EXERCISE DIRECTIONS: Sum up the article about the Shared Light exhibition in two sentences.
### PASSAGE ###
Hospitality of Abraham-After Rublev, 2025 Meg Wroe
‘Shared Light’ is London’s first inter-faith art exhibition, and a new dimension to the Aziz Foundation’s London Ramadan Lights programme, initiated three years ago. Situated in the Zedwell hotel’s basement café near Piccadilly Circus, the entrance is in The Trocadero Arcade, but currently quite hard to find due to building works and extensive scaffolding.
Eventually finding the exhibition, the café presents an opportunity for refreshments at very reasonable prices served by the friendly Melet, before exploring the reflective paintings.
Artist Raheel Khan, said: “I am thrilled to be curating this exhibition for The Aziz Foundation and to contribute to a project that celebrates shared humanity, the exhibition creates space for reflection, dialogue and moments of unexpected connection between visitors.”
Artists were invited to submit works reflecting shared religious values in the community. Twenty artists contributions are exhibited representative of the three Abrahamic faiths and Buddhism.
The free exhibition opened at the beginning of Ramadan and concludes on 22 March.
Retired librarian John Woodhouse studied Christianity and Interfaith relations at Heythrop College and in 2013 founded Westminster Cathedral ‘s interfaith group. His oil on canvas ‘Desperate to Land,’ depicting the plight of children and families sailing in a perilous dinghy to seek refuge was previously exhibited at an exhibition at Farm Street Church.
Meg Wroe has created a series of icons inspired by Rublev’s ‘The Hospitality of Abraham’, the Biblical account of hospitality to strangers who turned out to be angels. She asked three refugees of differing heritage, including a Muslim woman, to sit for the angels in her latest representation. Painted in acrylic and gold leaf on vibrant green and multi coloured fabric from the Democratic Republic of Congo, the country one of the models originated from. It highlights the saying that in offering hospitality to strangers we may be entertaining angles unaware.
### RECORDS SUPPLIED ###
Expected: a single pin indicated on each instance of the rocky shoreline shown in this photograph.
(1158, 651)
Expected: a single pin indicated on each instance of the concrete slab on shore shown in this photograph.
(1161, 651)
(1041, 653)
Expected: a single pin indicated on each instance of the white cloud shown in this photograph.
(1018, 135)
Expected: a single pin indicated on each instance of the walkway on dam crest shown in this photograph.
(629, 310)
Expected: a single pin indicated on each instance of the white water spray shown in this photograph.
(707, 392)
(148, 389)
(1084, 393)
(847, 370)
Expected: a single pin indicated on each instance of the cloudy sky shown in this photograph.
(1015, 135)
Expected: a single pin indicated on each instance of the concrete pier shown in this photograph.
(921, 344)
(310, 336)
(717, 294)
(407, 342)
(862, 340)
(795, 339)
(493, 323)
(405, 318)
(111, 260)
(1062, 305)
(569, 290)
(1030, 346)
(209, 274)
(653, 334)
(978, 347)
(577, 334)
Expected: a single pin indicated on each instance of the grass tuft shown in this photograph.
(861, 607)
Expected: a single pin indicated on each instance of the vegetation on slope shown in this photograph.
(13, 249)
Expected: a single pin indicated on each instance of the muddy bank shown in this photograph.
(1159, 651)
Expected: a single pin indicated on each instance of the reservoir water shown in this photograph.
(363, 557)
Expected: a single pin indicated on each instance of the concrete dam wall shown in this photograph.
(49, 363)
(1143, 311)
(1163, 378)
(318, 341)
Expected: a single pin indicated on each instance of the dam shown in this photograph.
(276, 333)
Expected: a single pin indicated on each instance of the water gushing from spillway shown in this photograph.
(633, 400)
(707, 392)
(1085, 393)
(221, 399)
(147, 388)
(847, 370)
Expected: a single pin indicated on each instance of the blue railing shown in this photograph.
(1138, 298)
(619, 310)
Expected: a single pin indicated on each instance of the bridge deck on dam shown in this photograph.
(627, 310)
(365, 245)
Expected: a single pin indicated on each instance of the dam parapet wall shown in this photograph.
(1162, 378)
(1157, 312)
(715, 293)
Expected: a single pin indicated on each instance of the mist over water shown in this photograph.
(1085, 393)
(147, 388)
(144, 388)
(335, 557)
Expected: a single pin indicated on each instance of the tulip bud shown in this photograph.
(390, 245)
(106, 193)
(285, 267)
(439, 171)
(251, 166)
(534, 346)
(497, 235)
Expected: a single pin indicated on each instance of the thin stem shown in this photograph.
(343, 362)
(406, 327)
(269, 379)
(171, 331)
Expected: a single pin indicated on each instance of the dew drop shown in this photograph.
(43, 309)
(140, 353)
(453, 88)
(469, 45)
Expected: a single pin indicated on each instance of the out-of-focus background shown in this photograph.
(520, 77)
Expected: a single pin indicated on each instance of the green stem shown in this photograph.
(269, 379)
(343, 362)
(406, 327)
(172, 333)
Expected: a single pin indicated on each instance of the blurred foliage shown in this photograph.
###
SOLUTION BELOW: Shared Light, London's first inter-faith art exhibition, is part of the Aziz Foundation's London Ramadan Lights programme and runs free from the beginning of Ramadan until 22 March in the Zedwell hotel's basement café near Piccadilly Circus. It shows works by twenty artists representing the three Abrahamic faiths and Buddhism, including John Woodhouse's painting of families in a dinghy seeking refuge and Meg Wroe's icon after Rublev, for which three refugees sat as the angels.